Saved data entries:
=== Section Start ===

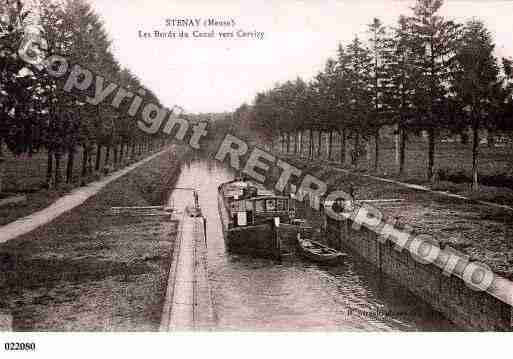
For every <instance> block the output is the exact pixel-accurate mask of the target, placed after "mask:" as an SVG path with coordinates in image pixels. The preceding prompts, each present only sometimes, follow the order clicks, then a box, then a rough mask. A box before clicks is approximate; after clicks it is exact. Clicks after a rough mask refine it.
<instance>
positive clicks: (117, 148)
mask: <svg viewBox="0 0 513 359" xmlns="http://www.w3.org/2000/svg"><path fill="white" fill-rule="evenodd" d="M118 161H119V145H114V165H117V164H118Z"/></svg>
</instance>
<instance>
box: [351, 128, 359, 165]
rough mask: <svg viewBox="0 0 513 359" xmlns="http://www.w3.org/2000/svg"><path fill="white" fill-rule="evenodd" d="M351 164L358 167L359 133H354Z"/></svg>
mask: <svg viewBox="0 0 513 359" xmlns="http://www.w3.org/2000/svg"><path fill="white" fill-rule="evenodd" d="M352 157H353V158H352V162H353V166H354V167H355V168H358V158H359V157H360V134H359V133H356V134H355V136H354V149H353V156H352Z"/></svg>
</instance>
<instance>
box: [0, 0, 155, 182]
mask: <svg viewBox="0 0 513 359" xmlns="http://www.w3.org/2000/svg"><path fill="white" fill-rule="evenodd" d="M34 29H36V30H38V31H39V32H40V34H41V35H42V37H43V38H44V39H45V40H46V42H47V44H46V46H44V48H41V49H33V50H34V51H36V52H38V51H39V52H41V54H42V55H43V56H44V57H48V56H52V55H59V56H63V57H64V58H66V59H67V61H68V63H69V64H71V65H74V64H79V65H80V66H82V67H84V68H87V69H89V70H91V71H92V72H93V73H95V74H97V75H101V76H103V77H104V78H105V80H106V81H110V82H114V83H116V84H118V85H119V86H121V87H124V88H125V89H127V90H129V91H131V92H134V93H136V92H137V93H144V94H145V96H143V97H144V98H145V100H146V101H149V102H153V103H155V104H159V101H158V99H157V97H156V96H155V94H153V93H152V91H151V90H149V89H147V88H145V87H144V86H143V85H142V84H141V82H140V81H139V80H138V78H137V77H136V76H135V75H133V74H132V73H131V72H130V71H129V70H127V69H123V68H122V67H121V66H120V64H119V63H118V62H117V61H116V59H115V58H114V56H113V54H112V52H111V51H110V47H111V44H110V41H109V39H108V36H107V34H106V31H105V29H104V26H103V24H102V21H101V19H100V18H99V16H98V15H97V14H96V13H95V12H94V11H93V9H92V8H91V6H90V5H89V4H88V3H87V1H85V0H65V1H59V0H51V1H44V2H40V3H39V4H37V5H34V4H32V5H31V6H29V5H27V4H24V3H23V2H22V1H19V0H0V175H1V170H2V168H1V167H2V164H1V162H2V150H3V149H4V148H7V149H8V150H9V151H11V152H12V153H13V154H14V155H21V154H26V155H29V156H31V155H33V154H35V153H38V152H45V153H47V154H48V171H47V182H48V185H50V186H52V185H58V184H59V183H60V182H61V181H64V180H65V181H66V182H70V181H72V180H73V177H74V174H73V168H74V163H75V157H76V154H77V153H79V152H81V153H82V169H81V171H80V173H79V175H80V176H81V177H85V176H88V175H89V174H90V173H91V172H92V171H95V170H96V171H99V170H101V169H102V167H103V165H102V164H101V158H102V152H103V153H104V156H103V157H104V160H105V163H112V164H114V165H116V164H118V163H122V162H123V160H124V158H126V157H127V155H130V156H131V157H134V156H136V155H137V154H141V153H142V152H144V151H147V150H150V149H152V148H154V147H155V146H156V143H157V142H155V141H156V139H155V138H154V137H150V136H148V135H146V134H145V133H143V132H142V131H140V130H138V129H137V126H136V123H135V121H134V119H133V118H131V117H129V116H128V115H127V112H128V108H123V106H124V107H127V106H128V105H123V104H122V106H121V107H120V108H119V109H115V108H112V107H111V106H109V103H106V104H99V105H96V106H92V105H90V104H88V103H87V102H86V101H85V98H86V96H93V97H94V93H92V92H93V91H94V86H91V90H88V91H87V92H85V93H84V92H80V93H70V92H66V91H64V82H65V81H66V77H67V76H64V77H63V78H55V77H52V76H50V75H49V73H48V71H47V69H45V68H43V67H41V66H34V65H30V64H28V63H27V62H25V61H23V59H22V58H21V57H20V54H19V51H18V50H19V48H20V46H21V45H22V41H23V39H24V38H26V37H27V36H28V35H30V31H34ZM141 90H142V91H141ZM161 140H162V139H161V138H160V139H158V143H159V145H160V144H161ZM79 150H81V151H79ZM64 156H66V159H67V164H66V170H65V179H64V178H63V176H62V174H61V172H62V169H61V167H62V165H61V164H62V163H63V162H64V161H63V158H64ZM111 156H112V157H111ZM93 162H94V163H93ZM0 183H1V178H0ZM1 190H2V189H1V185H0V192H1Z"/></svg>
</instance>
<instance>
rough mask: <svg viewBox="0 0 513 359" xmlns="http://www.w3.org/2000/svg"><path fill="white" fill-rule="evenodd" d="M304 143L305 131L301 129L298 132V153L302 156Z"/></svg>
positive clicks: (299, 156)
mask: <svg viewBox="0 0 513 359" xmlns="http://www.w3.org/2000/svg"><path fill="white" fill-rule="evenodd" d="M302 145H303V131H301V130H299V131H298V133H297V154H298V155H299V158H301V147H302Z"/></svg>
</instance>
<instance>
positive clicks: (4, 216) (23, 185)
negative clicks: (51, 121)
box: [0, 149, 160, 226]
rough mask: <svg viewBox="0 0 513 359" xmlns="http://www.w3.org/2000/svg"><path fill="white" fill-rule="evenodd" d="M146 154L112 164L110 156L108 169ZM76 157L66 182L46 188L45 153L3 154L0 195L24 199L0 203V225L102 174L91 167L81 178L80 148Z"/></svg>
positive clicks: (112, 169) (3, 224) (95, 180)
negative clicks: (64, 182) (71, 180)
mask: <svg viewBox="0 0 513 359" xmlns="http://www.w3.org/2000/svg"><path fill="white" fill-rule="evenodd" d="M156 151H160V149H156ZM150 155H151V153H144V154H141V155H137V156H135V157H133V158H128V156H127V157H125V159H124V160H123V161H122V162H120V163H118V164H117V165H116V166H114V165H113V164H112V159H111V163H110V166H111V171H112V170H117V169H121V168H124V167H126V166H128V165H131V164H133V163H135V162H137V161H139V160H141V159H143V158H145V157H147V156H150ZM76 157H77V160H76V161H75V163H74V171H73V173H74V176H73V180H72V181H71V182H70V183H61V184H60V185H59V186H58V187H54V188H48V187H47V185H46V168H47V154H46V153H37V154H34V155H33V156H30V157H29V156H21V157H14V156H12V155H9V156H7V157H6V162H5V166H4V175H3V188H2V192H1V193H0V199H2V198H7V197H11V196H14V195H25V196H26V198H27V200H26V201H24V202H23V203H17V204H9V205H3V206H0V226H1V225H5V224H7V223H10V222H12V221H14V220H16V219H18V218H21V217H24V216H27V215H29V214H31V213H33V212H36V211H38V210H40V209H42V208H45V207H47V206H49V205H50V204H51V203H53V202H55V201H56V200H57V199H58V198H59V197H62V196H63V195H65V194H67V193H69V192H70V191H71V190H72V189H74V188H76V187H79V186H81V185H83V184H87V183H90V182H93V181H96V180H98V179H100V178H102V177H103V176H104V175H105V173H104V172H101V171H98V172H96V171H95V172H93V173H91V174H88V175H87V176H86V177H84V178H81V177H80V176H79V173H80V171H81V161H79V160H78V159H80V158H81V153H80V151H78V153H77V155H76ZM102 158H103V157H102ZM102 168H103V167H102ZM62 171H63V173H64V172H65V169H64V168H63V169H62Z"/></svg>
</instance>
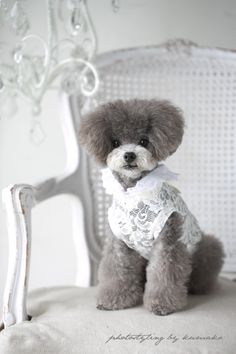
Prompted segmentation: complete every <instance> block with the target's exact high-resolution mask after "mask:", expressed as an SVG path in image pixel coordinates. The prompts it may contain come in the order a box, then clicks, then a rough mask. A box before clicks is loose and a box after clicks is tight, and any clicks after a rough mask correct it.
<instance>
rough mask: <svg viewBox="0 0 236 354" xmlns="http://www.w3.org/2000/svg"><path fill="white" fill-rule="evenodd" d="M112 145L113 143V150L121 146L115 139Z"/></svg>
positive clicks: (118, 142)
mask: <svg viewBox="0 0 236 354" xmlns="http://www.w3.org/2000/svg"><path fill="white" fill-rule="evenodd" d="M111 143H112V146H113V148H117V147H119V146H120V142H119V140H118V139H113V140H112V142H111Z"/></svg>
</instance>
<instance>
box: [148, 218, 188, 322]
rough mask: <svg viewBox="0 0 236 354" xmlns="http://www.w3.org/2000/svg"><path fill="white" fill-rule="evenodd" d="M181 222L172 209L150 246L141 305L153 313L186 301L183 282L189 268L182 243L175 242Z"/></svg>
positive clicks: (173, 311) (164, 310) (178, 236)
mask: <svg viewBox="0 0 236 354" xmlns="http://www.w3.org/2000/svg"><path fill="white" fill-rule="evenodd" d="M182 223H183V220H182V217H181V216H180V215H179V214H178V213H176V212H175V213H173V214H172V215H171V216H170V217H169V219H168V220H167V222H166V224H165V226H164V228H163V230H162V231H161V233H160V235H159V236H158V238H157V239H156V241H155V243H154V245H153V248H152V252H151V257H150V261H149V264H148V266H147V275H146V276H147V283H146V287H145V293H144V305H145V307H146V308H147V309H148V310H149V311H151V312H153V313H154V314H156V315H167V314H169V313H172V312H175V311H177V310H180V309H182V308H183V307H184V306H185V305H186V303H187V293H188V290H187V282H188V280H189V276H190V273H191V270H192V268H191V259H190V258H191V256H190V255H189V253H188V251H187V249H186V246H185V245H184V244H183V243H182V242H178V239H179V238H180V237H181V236H182Z"/></svg>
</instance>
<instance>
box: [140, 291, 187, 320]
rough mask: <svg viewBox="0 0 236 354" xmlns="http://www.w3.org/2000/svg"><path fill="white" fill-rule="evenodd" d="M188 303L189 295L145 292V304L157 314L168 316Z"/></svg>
mask: <svg viewBox="0 0 236 354" xmlns="http://www.w3.org/2000/svg"><path fill="white" fill-rule="evenodd" d="M186 304H187V295H185V294H183V293H182V294H168V293H166V294H165V292H163V293H159V294H158V293H156V294H145V296H144V306H145V307H146V308H147V309H148V310H149V311H150V312H152V313H154V314H155V315H159V316H166V315H169V314H171V313H173V312H176V311H179V310H181V309H182V308H183V307H185V306H186Z"/></svg>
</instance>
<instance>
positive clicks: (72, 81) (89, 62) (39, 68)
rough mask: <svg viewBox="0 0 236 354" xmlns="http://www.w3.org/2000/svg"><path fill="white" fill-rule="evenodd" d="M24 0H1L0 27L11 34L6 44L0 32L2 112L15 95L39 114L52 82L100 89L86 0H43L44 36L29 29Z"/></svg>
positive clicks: (35, 111) (67, 85) (56, 83)
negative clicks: (9, 38)
mask: <svg viewBox="0 0 236 354" xmlns="http://www.w3.org/2000/svg"><path fill="white" fill-rule="evenodd" d="M28 1H29V0H27V1H25V0H15V1H14V3H13V4H12V5H11V6H9V2H10V1H5V0H0V31H1V32H2V29H4V30H7V31H8V32H11V34H12V35H14V37H15V40H14V44H13V45H12V46H10V48H9V43H7V41H4V38H3V36H1V37H0V54H2V53H4V55H0V117H1V116H11V115H12V114H13V113H14V111H15V110H16V107H17V98H18V97H23V98H24V99H25V100H27V101H28V102H29V103H30V104H31V106H32V111H33V114H34V115H37V114H39V113H40V111H41V103H42V99H43V97H44V95H45V93H46V91H47V90H48V89H50V88H58V86H59V87H61V88H62V90H64V91H65V92H66V93H68V94H74V93H82V95H84V96H93V95H94V94H95V92H96V91H97V89H98V84H99V80H98V75H97V72H96V69H95V67H94V66H93V65H92V63H91V60H92V58H93V56H94V54H95V52H96V35H95V31H94V29H93V26H92V22H91V20H90V17H89V13H88V8H87V4H86V1H85V0H46V1H45V4H44V5H45V9H46V13H45V17H46V18H47V35H46V37H47V38H46V39H45V38H43V36H39V35H38V34H36V33H33V30H32V23H31V20H30V18H29V15H28V14H27V11H26V9H27V8H26V6H27V2H28ZM42 4H43V2H42ZM6 52H7V54H8V55H6ZM35 125H36V126H37V128H38V130H40V131H41V130H42V128H41V127H40V129H39V127H38V124H35V123H34V126H35ZM40 135H41V136H43V134H42V133H41V134H40Z"/></svg>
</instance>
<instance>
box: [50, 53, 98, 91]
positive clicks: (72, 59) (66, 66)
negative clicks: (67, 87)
mask: <svg viewBox="0 0 236 354" xmlns="http://www.w3.org/2000/svg"><path fill="white" fill-rule="evenodd" d="M71 64H83V65H84V66H85V69H86V70H88V69H89V70H90V71H91V72H92V74H93V76H94V87H93V89H92V90H86V89H84V88H83V87H82V88H81V91H82V93H83V94H84V95H85V96H92V95H94V94H95V92H97V90H98V86H99V77H98V73H97V70H96V69H95V67H94V65H93V64H91V63H90V62H88V61H86V60H84V59H79V58H77V59H76V58H69V59H65V60H63V61H61V62H60V63H59V64H58V65H57V66H56V67H55V68H54V69H53V71H52V73H51V75H50V76H49V78H48V82H47V83H46V85H45V86H46V87H47V86H48V85H51V83H52V82H53V81H54V80H55V79H56V78H57V77H58V75H59V74H60V73H61V72H62V71H63V70H64V69H65V68H66V67H67V66H68V65H71Z"/></svg>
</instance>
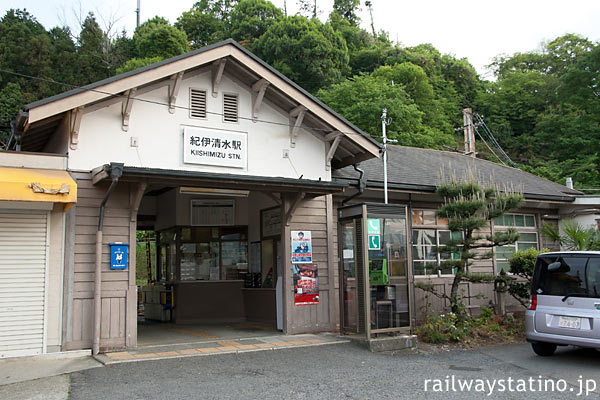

=== Section End ===

**TASK OBJECTIVE:** Among the records above, only the lines between the line holding "303L189 295L145 292V304L157" and the line holding "positive clicks: (72, 59) (66, 66)", inclusive, are to be output, exactly as written.

**FINISHED EXERCISE:**
rough mask: <svg viewBox="0 0 236 354" xmlns="http://www.w3.org/2000/svg"><path fill="white" fill-rule="evenodd" d="M188 303L189 295L145 292V304L157 314L168 316Z"/></svg>
mask: <svg viewBox="0 0 236 354" xmlns="http://www.w3.org/2000/svg"><path fill="white" fill-rule="evenodd" d="M186 304H187V295H185V294H183V293H182V294H168V293H166V294H165V292H163V293H159V294H158V293H156V294H145V296H144V306H145V307H146V308H147V309H148V310H149V311H150V312H152V313H154V314H155V315H159V316H166V315H169V314H171V313H173V312H176V311H179V310H181V309H182V308H183V307H185V306H186Z"/></svg>
</instance>
<instance>
positive clicks: (72, 81) (89, 62) (39, 68)
rough mask: <svg viewBox="0 0 236 354" xmlns="http://www.w3.org/2000/svg"><path fill="white" fill-rule="evenodd" d="M24 0H1L0 27L11 34L6 44L0 32L2 112L15 95L39 114L52 82L100 89L86 0H43L44 36L29 29Z"/></svg>
positive clicks: (35, 111) (67, 85) (56, 83)
negative clicks: (9, 38)
mask: <svg viewBox="0 0 236 354" xmlns="http://www.w3.org/2000/svg"><path fill="white" fill-rule="evenodd" d="M28 1H29V0H27V1H25V0H15V1H14V3H13V4H12V5H11V6H9V2H10V1H5V0H0V31H1V32H2V29H4V30H7V31H8V32H11V34H12V35H14V37H15V40H14V44H13V45H12V46H10V48H9V43H7V41H4V38H3V36H1V37H0V54H2V53H4V55H0V117H1V116H11V115H12V114H13V113H14V111H15V110H16V107H17V98H18V97H23V98H24V99H25V100H27V101H28V102H29V103H30V104H31V106H32V111H33V114H34V115H37V114H39V113H40V111H41V103H42V99H43V97H44V95H45V93H46V91H47V90H48V89H50V88H58V86H59V87H61V88H62V90H64V91H65V92H66V93H68V94H74V93H82V95H84V96H93V95H94V94H95V92H96V91H97V89H98V84H99V80H98V75H97V72H96V69H95V67H94V66H93V65H92V63H91V60H92V58H93V56H94V54H95V52H96V35H95V31H94V29H93V26H92V22H91V20H90V17H89V13H88V8H87V4H86V1H85V0H46V1H45V4H44V5H45V9H46V13H45V17H46V18H47V35H46V37H47V38H46V39H45V38H43V36H39V35H38V34H36V33H33V30H32V23H31V20H30V18H29V15H28V14H27V11H26V9H27V8H26V6H27V2H28ZM42 4H43V2H42ZM6 52H7V54H8V55H6ZM35 125H36V126H37V128H38V130H40V131H41V130H42V128H41V127H40V129H39V127H38V124H35V123H34V126H35ZM40 135H41V136H43V134H42V133H41V134H40Z"/></svg>
</instance>
<instance>
box: [50, 53, 98, 91]
positive clicks: (72, 59) (66, 66)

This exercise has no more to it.